Output every entry exactly, from the first line to the last.

**Data in this exercise:**
↓↓↓

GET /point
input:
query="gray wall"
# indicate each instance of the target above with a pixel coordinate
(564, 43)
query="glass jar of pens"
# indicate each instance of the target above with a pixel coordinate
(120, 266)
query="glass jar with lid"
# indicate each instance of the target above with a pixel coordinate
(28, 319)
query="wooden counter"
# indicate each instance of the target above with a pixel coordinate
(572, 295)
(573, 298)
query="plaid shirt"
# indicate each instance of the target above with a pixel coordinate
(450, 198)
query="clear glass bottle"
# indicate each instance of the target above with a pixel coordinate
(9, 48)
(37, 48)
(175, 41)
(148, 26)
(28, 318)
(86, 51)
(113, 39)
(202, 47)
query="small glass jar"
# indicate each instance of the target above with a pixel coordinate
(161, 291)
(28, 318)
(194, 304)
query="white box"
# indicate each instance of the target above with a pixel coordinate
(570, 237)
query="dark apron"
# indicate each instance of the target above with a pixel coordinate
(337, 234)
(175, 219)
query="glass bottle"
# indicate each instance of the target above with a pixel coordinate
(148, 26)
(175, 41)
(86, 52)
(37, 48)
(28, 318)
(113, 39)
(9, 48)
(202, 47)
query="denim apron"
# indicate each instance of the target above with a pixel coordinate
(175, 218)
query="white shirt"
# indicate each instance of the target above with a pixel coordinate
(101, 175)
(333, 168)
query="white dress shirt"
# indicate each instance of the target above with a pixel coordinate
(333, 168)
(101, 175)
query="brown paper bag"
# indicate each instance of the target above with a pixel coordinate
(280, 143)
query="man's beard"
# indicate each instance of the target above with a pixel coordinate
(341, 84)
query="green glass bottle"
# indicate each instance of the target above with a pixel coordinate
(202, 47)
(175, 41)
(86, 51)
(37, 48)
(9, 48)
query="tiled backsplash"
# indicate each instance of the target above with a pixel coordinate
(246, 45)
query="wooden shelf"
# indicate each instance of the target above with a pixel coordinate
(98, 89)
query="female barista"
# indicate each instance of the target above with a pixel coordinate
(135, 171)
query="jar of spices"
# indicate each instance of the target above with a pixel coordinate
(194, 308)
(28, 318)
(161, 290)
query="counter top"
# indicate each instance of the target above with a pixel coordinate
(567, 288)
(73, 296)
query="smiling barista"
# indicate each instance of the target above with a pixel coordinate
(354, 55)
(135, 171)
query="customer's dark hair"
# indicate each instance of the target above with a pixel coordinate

↑↑↑

**Complete output:**
GET /point
input:
query="gray wall"
# indicate each instance of the target above with a pixel coordinate
(564, 43)
query="glass jar of pens"
# indicate each instance of the target above with a pixel coordinate
(120, 266)
query="glass jar with lid"
# indicate each instance of the target above with a pixel coordinate
(28, 319)
query="wooden counter"
# indicate each instance of the target above with a pixel coordinate
(572, 295)
(573, 298)
query="plaid shirt"
# indicate each instance of the target above with a pixel coordinate
(450, 198)
query="clear glass bottle"
# indicate each instance of the target above with a pixel coordinate
(9, 48)
(37, 48)
(175, 41)
(148, 26)
(28, 318)
(86, 51)
(113, 39)
(202, 47)
query="small glass jar"
# indicate each instance of the target above with a pixel coordinate
(161, 291)
(28, 318)
(194, 304)
query="white box"
# indicate each instance of the target above with a pixel coordinate
(570, 237)
query="dark apron"
# indicate each instance of the target above with a pixel coordinate
(337, 234)
(175, 219)
query="glass bottle"
# indicate each instance of the target above with a pixel coordinate
(148, 26)
(175, 41)
(86, 52)
(37, 48)
(28, 318)
(113, 39)
(9, 48)
(202, 47)
query="denim apron"
# indicate each instance of the target above with a pixel coordinate
(175, 218)
query="white shirt"
# indicate each instance of the target above with a pixel coordinate
(101, 175)
(333, 168)
query="white dress shirt"
# indicate each instance of the target above with a pixel coordinate
(333, 168)
(101, 175)
query="brown paper bag"
# indicate each instance of the target above with a pixel coordinate
(280, 143)
query="man's beard"
# indicate each instance of the target above with a pixel coordinate
(341, 84)
query="green glass bottle"
# indicate each instance of the target above with a pixel coordinate
(202, 47)
(175, 41)
(86, 51)
(37, 48)
(9, 48)
query="tiled backsplash"
# indicate each instance of the target above with a pixel coordinate
(246, 45)
query="wooden shelf"
# indicate each instance of the target above with a pixel coordinate
(98, 89)
query="female barista"
# indicate each instance of the target above with a pixel coordinate
(135, 171)
query="jar of spices"
# indicate each instance of the target above with a pixel coordinate
(194, 308)
(28, 318)
(161, 290)
query="counter top"
# indicate each instance of the target above with a pixel coordinate
(567, 288)
(73, 296)
query="smiling barista"
# indicate each instance of the target above with a pixel coordinate
(354, 55)
(135, 171)
query="customer's dark hair"
# indicate each instance of the target above with a pixel coordinate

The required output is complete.